TASK DIRECTIONS:
Convert the lines of the data below into a numbered list, skipping blank lines and covering all of the data. Leave the pictures out of your answer.
BEGIN WORKING DATA
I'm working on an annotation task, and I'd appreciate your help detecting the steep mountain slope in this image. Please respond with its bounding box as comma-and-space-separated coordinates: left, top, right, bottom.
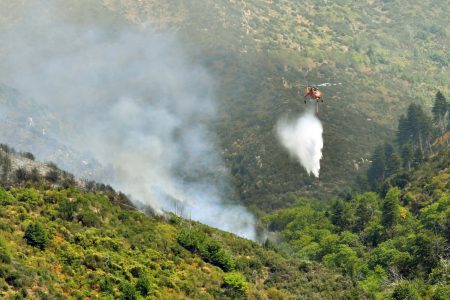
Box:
267, 147, 450, 299
0, 0, 450, 210
0, 84, 109, 180
0, 151, 358, 299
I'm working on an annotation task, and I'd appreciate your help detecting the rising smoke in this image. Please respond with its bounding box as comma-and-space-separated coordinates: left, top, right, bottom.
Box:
277, 110, 323, 177
0, 1, 255, 239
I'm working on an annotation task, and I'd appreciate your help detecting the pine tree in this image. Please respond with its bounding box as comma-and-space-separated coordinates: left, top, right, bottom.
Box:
406, 104, 432, 153
381, 188, 400, 228
386, 152, 402, 177
401, 144, 414, 171
397, 115, 411, 145
432, 91, 449, 134
367, 146, 386, 190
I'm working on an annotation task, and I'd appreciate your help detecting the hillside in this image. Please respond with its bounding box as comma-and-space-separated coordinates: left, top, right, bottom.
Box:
266, 147, 450, 299
0, 152, 358, 299
0, 0, 450, 211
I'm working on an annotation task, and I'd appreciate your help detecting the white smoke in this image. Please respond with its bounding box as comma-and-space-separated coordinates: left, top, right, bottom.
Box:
0, 1, 255, 239
277, 110, 323, 177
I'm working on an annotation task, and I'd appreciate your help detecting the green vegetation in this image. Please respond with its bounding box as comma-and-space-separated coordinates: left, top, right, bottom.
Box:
0, 170, 360, 299
265, 102, 450, 299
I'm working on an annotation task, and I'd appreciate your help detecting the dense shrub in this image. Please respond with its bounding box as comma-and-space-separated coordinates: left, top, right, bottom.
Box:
24, 223, 49, 250
120, 282, 137, 300
222, 272, 248, 298
136, 276, 151, 297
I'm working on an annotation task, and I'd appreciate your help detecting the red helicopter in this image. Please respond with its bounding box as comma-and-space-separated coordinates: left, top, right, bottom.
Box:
303, 82, 342, 113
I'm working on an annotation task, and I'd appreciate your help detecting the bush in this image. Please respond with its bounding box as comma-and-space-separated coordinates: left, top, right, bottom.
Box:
78, 210, 101, 227
100, 277, 114, 294
431, 285, 450, 300
24, 223, 49, 250
120, 282, 137, 300
136, 276, 151, 297
0, 238, 11, 264
392, 281, 419, 300
222, 272, 248, 298
201, 241, 235, 272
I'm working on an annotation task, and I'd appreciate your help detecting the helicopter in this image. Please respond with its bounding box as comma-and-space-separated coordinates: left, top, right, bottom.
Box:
303, 82, 342, 114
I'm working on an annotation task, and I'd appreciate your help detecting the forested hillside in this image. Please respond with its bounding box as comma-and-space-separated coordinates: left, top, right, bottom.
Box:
266, 92, 450, 299
0, 0, 450, 211
0, 146, 361, 299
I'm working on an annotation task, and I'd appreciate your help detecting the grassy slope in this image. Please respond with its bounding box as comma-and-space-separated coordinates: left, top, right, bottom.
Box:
0, 0, 450, 210
103, 0, 450, 210
0, 183, 354, 299
267, 148, 450, 299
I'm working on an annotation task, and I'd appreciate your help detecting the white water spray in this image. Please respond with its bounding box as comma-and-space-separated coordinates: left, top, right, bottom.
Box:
277, 110, 323, 177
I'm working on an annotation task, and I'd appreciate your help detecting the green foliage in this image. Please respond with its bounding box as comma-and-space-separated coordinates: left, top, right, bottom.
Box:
381, 188, 400, 228
223, 272, 248, 298
136, 276, 151, 297
119, 282, 138, 300
0, 238, 11, 264
24, 223, 49, 250
391, 281, 419, 300
0, 187, 356, 299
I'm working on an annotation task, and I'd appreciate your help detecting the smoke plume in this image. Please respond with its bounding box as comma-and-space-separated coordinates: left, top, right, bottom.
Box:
0, 1, 255, 239
277, 110, 323, 177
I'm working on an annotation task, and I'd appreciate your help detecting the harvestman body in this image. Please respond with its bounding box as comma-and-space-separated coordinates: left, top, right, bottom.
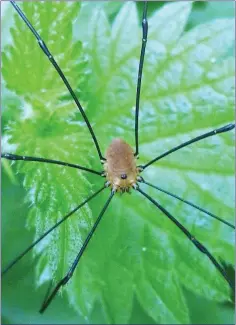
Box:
1, 1, 235, 312
104, 139, 141, 192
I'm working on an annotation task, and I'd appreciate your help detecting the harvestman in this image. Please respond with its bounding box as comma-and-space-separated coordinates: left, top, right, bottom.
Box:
1, 1, 235, 313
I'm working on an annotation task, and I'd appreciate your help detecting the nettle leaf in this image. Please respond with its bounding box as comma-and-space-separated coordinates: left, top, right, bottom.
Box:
3, 2, 234, 323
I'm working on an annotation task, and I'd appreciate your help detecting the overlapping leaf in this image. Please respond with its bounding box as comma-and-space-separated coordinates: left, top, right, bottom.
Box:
3, 2, 234, 323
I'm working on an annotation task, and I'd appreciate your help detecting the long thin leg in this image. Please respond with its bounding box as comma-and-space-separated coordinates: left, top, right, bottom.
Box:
140, 178, 235, 229
135, 1, 148, 156
1, 153, 103, 176
140, 123, 235, 170
10, 0, 105, 161
39, 191, 115, 313
2, 186, 105, 276
137, 188, 234, 290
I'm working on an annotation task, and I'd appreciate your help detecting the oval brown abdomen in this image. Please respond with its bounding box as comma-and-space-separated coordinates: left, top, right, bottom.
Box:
104, 139, 137, 190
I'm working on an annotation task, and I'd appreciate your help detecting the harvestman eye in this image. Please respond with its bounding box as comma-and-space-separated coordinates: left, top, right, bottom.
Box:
1, 1, 235, 313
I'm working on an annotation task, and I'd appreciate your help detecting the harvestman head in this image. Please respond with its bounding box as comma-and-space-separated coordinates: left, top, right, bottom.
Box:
1, 1, 235, 313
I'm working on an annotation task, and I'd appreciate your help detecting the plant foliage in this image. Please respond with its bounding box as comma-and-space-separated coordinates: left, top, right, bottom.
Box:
2, 2, 234, 324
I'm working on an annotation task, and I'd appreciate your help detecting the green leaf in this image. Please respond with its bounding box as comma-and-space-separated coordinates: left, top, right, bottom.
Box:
2, 2, 234, 324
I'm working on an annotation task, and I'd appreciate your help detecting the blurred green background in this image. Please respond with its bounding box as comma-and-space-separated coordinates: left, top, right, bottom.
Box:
1, 1, 234, 324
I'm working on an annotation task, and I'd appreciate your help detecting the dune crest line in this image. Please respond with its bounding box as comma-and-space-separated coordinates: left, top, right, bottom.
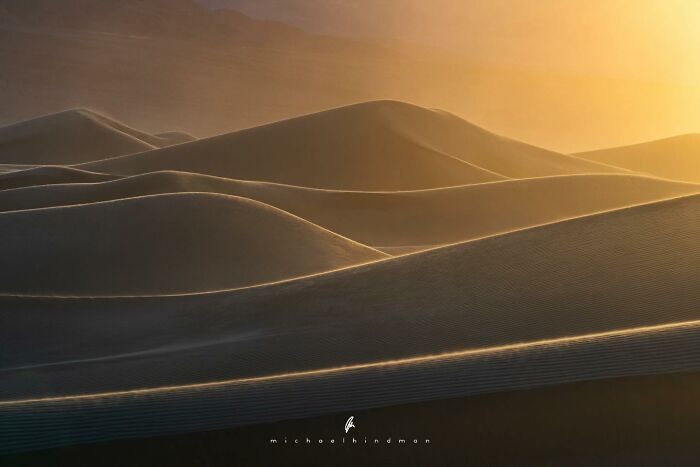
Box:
0, 320, 700, 407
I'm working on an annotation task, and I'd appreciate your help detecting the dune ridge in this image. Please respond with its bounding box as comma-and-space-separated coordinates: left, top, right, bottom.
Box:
78, 101, 619, 191
577, 134, 700, 183
0, 172, 700, 253
0, 102, 700, 460
0, 193, 384, 295
0, 195, 700, 451
0, 108, 200, 165
0, 195, 700, 389
0, 165, 120, 191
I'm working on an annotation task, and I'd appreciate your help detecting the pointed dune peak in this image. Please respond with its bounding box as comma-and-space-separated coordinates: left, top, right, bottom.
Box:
578, 133, 700, 183
0, 194, 384, 296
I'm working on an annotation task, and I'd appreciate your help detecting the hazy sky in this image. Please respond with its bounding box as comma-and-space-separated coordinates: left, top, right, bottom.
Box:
208, 0, 700, 84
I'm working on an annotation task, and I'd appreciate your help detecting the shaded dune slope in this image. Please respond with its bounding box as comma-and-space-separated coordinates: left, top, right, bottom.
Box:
578, 134, 700, 183
0, 172, 700, 249
0, 196, 700, 452
81, 101, 615, 191
0, 165, 120, 191
0, 196, 700, 395
0, 194, 383, 295
0, 109, 156, 164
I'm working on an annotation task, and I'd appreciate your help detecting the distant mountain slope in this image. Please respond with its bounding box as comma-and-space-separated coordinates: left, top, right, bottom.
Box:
0, 172, 700, 251
577, 134, 700, 183
0, 194, 384, 296
80, 101, 618, 191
END WORKING DATA
WRITTEN SOLUTION:
1. I'm working on an annotation task, and I'd appreciate your help detecting the steep mountain slope in this image. Please respond with its bounding box as comma-and-space-separated coordinates: left, top, right, bottom.
2. Box:
3. 267, 147, 450, 299
4. 0, 0, 450, 210
5. 0, 84, 109, 180
6. 0, 151, 358, 299
7. I'm working on an annotation task, and I'd appreciate your help detecting the rising smoke in this image. Please respond with its bounding box as comma-and-space-separated coordinates: left, top, right, bottom.
8. Box:
9. 277, 110, 323, 177
10. 0, 1, 255, 239
11. I'm working on an annotation task, and I'd appreciate your help detecting the pine tree in this image. Please respond with its bounding box as comma-and-space-separated coordinates: left, top, right, bottom.
12. Box:
13. 406, 104, 432, 153
14. 381, 188, 400, 228
15. 386, 152, 402, 177
16. 401, 144, 414, 171
17. 397, 115, 411, 145
18. 432, 91, 449, 134
19. 367, 146, 386, 190
20. I'm working on an annotation task, and I'd appreciate your help detecting the hillside in this image. Please respond with its bounding box as comma-and-space-separated coordinates: left, top, right, bottom.
21. Box:
22. 266, 147, 450, 299
23. 0, 152, 358, 299
24. 0, 0, 450, 211
25. I'm working on an annotation task, and I'd appreciate your help detecting the white smoke in this image. Please respond with its bounding box as comma-and-space-separated coordinates: left, top, right, bottom.
26. Box:
27. 0, 1, 255, 239
28. 277, 110, 323, 177
29. I'm working on an annotation task, and I'd appreciate your help detecting the green vegetation in this image. Please respond with its bounding box as comma-and-space-separated coordinates: left, top, right, bottom.
30. Box:
31. 0, 170, 360, 299
32. 265, 102, 450, 299
33. I'm working on an annotation task, and I'd appreciate your help detecting the dense shrub in this image. Please respond with its bounding box as comma-and-space-separated coordinates: left, top, right, bottom.
34. Box:
35. 24, 223, 49, 250
36. 120, 282, 137, 300
37. 222, 272, 248, 298
38. 136, 276, 151, 297
39. I'm working on an annotation task, and I'd appreciate your help detecting the red helicopter in this image. Please respond with its bounding box as comma-and-space-separated coordinates: left, top, right, bottom.
40. Box:
41. 303, 82, 342, 113
42. I'm working on an annotation task, and I'd appreciate your help detecting the bush in this image. Please respond with its bounding box as comma-and-space-separated coordinates: left, top, right, bottom.
43. Box:
44. 78, 210, 101, 227
45. 100, 277, 114, 294
46. 431, 285, 450, 300
47. 24, 223, 49, 250
48. 120, 282, 137, 300
49. 136, 276, 151, 297
50. 0, 238, 11, 264
51. 392, 281, 419, 300
52. 222, 272, 248, 298
53. 201, 241, 235, 272
54. I'm working on an annotation task, and I'd appreciate your help detecting the helicopter in this image. Please respond with its bounding box as comma-and-space-separated coordinates: left, top, right, bottom.
55. Box:
56. 303, 82, 342, 114
57. I'm working on an annotation task, and I'd appreciate your help detecting the forested hillside in this image. Please respond with its bounding box as comma-and-space-separated coordinates: left, top, right, bottom.
58. Box:
59. 266, 92, 450, 299
60. 0, 0, 450, 211
61. 0, 146, 361, 299
62. I'm working on an annotation task, and I'd appreciate your help detecting the grassy slope in this image. Please respond with its bounding box as comma-and-space-separated coordinates: left, top, right, bottom.
63. Box:
64. 0, 0, 450, 210
65. 103, 0, 450, 210
66. 0, 183, 354, 299
67. 267, 148, 450, 299
68. I'm working on an annotation task, and I'd appreciate your help detecting the white water spray in this image. Please respond with its bounding box as comma-and-space-separated coordinates: left, top, right, bottom.
69. Box:
70. 277, 110, 323, 177
71. I'm working on an annotation task, and I'd appreciate your help detecting the green foliage in this image. Please respond with its bounding box as comma-and-space-separated coordinates: left, top, right, bottom.
72. Box:
73. 381, 188, 400, 228
74. 223, 272, 248, 298
75. 136, 276, 151, 297
76. 119, 282, 138, 300
77. 0, 238, 11, 264
78. 24, 223, 49, 250
79. 391, 281, 419, 300
80. 0, 187, 356, 299
81. I'm working on an annotation task, and I'd appreciate your help detecting the smoke plume in this image. Please respond with its bounding box as comma-and-space-separated coordinates: left, top, right, bottom.
82. Box:
83. 0, 1, 255, 239
84. 277, 110, 323, 177
85. I'm working on an annotation task, and I'd appreciate your help detecting the harvestman body in this image. Please respond with its bounding box as comma-and-space-separated coordinates: left, top, right, bottom.
86. Box:
87. 1, 1, 235, 312
88. 104, 139, 141, 192
89. I'm working on an annotation task, and I'd appreciate your help detecting the harvestman in this image. Please respond with its bounding box as comma-and-space-separated coordinates: left, top, right, bottom.
90. Box:
91. 1, 1, 235, 313
92. I'm working on an annotation task, and I'd appreciate your help detecting the nettle leaf in this image. Please respond with its bounding box as comma-and-space-separated coordinates: left, top, right, bottom.
93. Box:
94. 3, 2, 234, 323
95. I'm working on an annotation task, and I'd appreciate your help detecting the overlapping leaf in this image. Please respond with its bounding box as comma-and-space-separated coordinates: left, top, right, bottom.
96. Box:
97. 3, 2, 234, 323
98. I'm working on an annotation task, and I'd appreciate your help detecting the long thin leg in this image. Please respond with its bounding box as comma-and-space-separated coordinates: left, top, right, bottom.
99. Box:
100. 140, 178, 235, 229
101. 135, 1, 148, 156
102. 1, 153, 103, 176
103. 140, 123, 235, 170
104. 10, 0, 105, 161
105. 39, 191, 115, 313
106. 2, 186, 105, 276
107. 137, 188, 234, 290
108. I'm working on an annotation task, and I'd appreciate your help detecting the oval brown abdomen in this image. Please respond with its bounding box as comma-and-space-separated coordinates: left, top, right, bottom.
109. Box:
110. 104, 139, 137, 190
111. I'm working on an annotation task, and I'd appreciate your help detecting the harvestman eye in this image. Please respond with its bounding box as comma-and-space-separated coordinates: left, top, right, bottom.
112. Box:
113. 1, 1, 235, 313
114. I'm working on an annotation task, and I'd appreciate your help detecting the harvestman head in this image. Please respond with its bounding box as comma-and-space-separated coordinates: left, top, right, bottom.
115. Box:
116. 1, 1, 235, 313
117. I'm working on an annotation task, and I'd appreciate your help detecting the plant foliage in this image. Please respond with its bounding box as comma-and-space-separated coordinates: left, top, right, bottom.
118. Box:
119. 2, 2, 234, 324
120. I'm working on an annotation task, and I'd appreciate your help detecting the green leaf in this image. Please respond with its bounding box as comma-and-space-separated coordinates: left, top, right, bottom.
121. Box:
122. 2, 2, 234, 324
123. I'm working on an annotation task, and I'd appreciate your help detecting the blurred green background in this image. Please respond with its bounding box as comma-and-space-separated coordinates: left, top, right, bottom.
124. Box:
125. 1, 1, 234, 324
126. I'm working on an annotation task, and I'd appreciate your help detecting the dune crest line in this image. Please respond with its bounding box as comma-and-space-separated coordinates: left, top, right, bottom.
127. Box:
128. 0, 320, 700, 407
129. I'm working on an annotation task, and I'd appreciate your help detecting the dune ridge in this image. Please respond with its bounding box as comma-and-space-separated coordinates: left, top, right, bottom.
130. Box:
131. 78, 101, 619, 191
132. 577, 134, 700, 183
133. 0, 172, 700, 253
134. 0, 102, 700, 460
135. 0, 193, 384, 295
136. 0, 195, 700, 451
137. 0, 108, 200, 165
138. 0, 195, 700, 389
139. 0, 165, 120, 191
140. I'm working on an annotation task, and I'd appreciate your help detecting the pointed dune peak in this image. Please respond with its bounding box as comma-and-space-separated coordinates: left, top, right, bottom.
141. Box:
142. 578, 133, 700, 183
143. 0, 194, 384, 296
144. I'm working on an annotation task, and I'd appreciate your help detecting the hazy sky in this image. Please respond with its bounding box as comma-and-space-separated coordinates: left, top, right, bottom.
145. Box:
146. 208, 0, 700, 84
147. I'm working on an annotation task, and I'd appreciate your help detecting the shaded dune slope in this image. Please respond with its bounding box as comma-and-space-separated coordinates: left, top, right, bottom.
148. Box:
149. 578, 134, 700, 183
150. 0, 172, 700, 249
151. 0, 196, 700, 452
152. 81, 101, 615, 191
153. 0, 165, 120, 191
154. 0, 196, 700, 395
155. 0, 194, 383, 295
156. 0, 109, 156, 164
157. I'm working on an annotation task, and I'd appreciate your help detecting the distant mountain slope in this image. Please respond with its bounding box as comma-and-space-separated coordinates: left, top, right, bottom.
158. Box:
159. 0, 172, 700, 251
160. 577, 134, 700, 183
161. 0, 194, 384, 296
162. 80, 101, 618, 191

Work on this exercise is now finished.